입력 데이터:

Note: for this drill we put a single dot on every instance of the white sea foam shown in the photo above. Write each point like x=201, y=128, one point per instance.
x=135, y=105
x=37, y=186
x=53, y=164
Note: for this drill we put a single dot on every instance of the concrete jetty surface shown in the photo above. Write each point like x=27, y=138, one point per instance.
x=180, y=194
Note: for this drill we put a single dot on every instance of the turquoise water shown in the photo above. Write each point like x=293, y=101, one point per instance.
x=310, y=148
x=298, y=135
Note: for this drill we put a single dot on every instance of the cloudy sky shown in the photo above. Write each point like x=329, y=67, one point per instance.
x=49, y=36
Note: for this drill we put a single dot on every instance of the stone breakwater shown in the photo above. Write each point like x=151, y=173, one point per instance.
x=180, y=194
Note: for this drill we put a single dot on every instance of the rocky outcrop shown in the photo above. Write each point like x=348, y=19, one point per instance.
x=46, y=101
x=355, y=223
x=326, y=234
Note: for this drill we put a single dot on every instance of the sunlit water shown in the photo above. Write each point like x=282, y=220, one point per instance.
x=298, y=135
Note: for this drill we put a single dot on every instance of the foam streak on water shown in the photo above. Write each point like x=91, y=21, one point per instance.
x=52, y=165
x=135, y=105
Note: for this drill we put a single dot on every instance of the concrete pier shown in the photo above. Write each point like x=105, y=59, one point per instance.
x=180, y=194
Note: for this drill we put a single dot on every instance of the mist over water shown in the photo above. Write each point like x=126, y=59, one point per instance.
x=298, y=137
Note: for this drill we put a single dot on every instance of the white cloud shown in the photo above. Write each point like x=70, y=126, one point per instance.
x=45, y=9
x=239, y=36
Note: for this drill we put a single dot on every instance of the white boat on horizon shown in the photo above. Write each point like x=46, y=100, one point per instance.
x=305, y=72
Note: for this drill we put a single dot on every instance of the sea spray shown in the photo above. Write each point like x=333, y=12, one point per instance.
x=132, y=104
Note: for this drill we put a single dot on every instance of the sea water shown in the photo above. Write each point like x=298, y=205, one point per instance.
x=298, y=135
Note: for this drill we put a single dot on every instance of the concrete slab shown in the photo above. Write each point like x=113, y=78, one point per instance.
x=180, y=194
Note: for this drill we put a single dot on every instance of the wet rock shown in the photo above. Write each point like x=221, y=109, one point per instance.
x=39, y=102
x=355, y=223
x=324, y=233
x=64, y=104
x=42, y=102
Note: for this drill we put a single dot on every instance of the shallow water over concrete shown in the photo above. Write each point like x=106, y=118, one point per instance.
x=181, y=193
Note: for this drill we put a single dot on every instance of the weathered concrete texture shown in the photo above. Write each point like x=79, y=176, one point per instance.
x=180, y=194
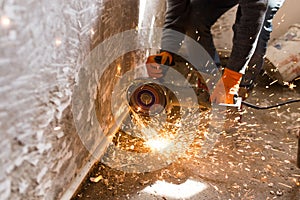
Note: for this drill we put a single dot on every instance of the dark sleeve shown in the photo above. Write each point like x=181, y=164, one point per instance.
x=249, y=20
x=176, y=13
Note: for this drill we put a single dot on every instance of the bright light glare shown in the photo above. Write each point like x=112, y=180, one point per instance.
x=185, y=190
x=141, y=12
x=157, y=144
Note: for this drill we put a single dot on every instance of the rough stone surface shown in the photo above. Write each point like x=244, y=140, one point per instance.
x=43, y=45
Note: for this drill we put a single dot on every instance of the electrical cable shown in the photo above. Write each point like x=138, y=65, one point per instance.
x=269, y=107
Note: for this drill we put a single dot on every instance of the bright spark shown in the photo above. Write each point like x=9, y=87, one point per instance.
x=185, y=190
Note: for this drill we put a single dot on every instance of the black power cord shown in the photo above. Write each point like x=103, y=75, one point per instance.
x=269, y=107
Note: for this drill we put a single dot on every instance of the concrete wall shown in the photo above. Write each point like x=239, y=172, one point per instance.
x=43, y=45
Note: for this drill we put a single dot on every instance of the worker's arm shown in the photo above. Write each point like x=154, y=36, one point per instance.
x=175, y=20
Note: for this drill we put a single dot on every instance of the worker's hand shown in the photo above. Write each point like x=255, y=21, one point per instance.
x=227, y=87
x=154, y=62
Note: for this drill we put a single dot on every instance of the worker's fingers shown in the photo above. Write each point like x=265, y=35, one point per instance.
x=154, y=70
x=151, y=59
x=165, y=58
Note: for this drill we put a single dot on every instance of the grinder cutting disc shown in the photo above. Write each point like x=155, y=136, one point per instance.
x=147, y=99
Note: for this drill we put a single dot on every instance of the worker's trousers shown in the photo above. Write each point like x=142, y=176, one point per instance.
x=204, y=15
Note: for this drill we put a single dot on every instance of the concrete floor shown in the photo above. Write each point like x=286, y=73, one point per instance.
x=256, y=161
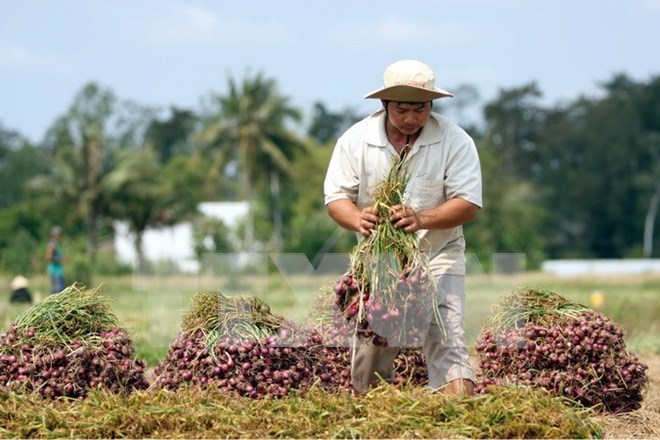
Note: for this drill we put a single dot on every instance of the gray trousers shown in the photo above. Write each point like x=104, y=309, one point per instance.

과제 내용: 맨 처음 행부터 "x=53, y=164"가 들어 있는 행까지, 양 끝을 포함한 모든 행을 한 글자도 고치지 말고 그대로 돌려주세요.

문제 정답:
Note: for this drill we put a single dot on every instance of the white sea foam shown in the photo above. Write each point like x=201, y=128, one point per instance.
x=135, y=105
x=37, y=186
x=53, y=164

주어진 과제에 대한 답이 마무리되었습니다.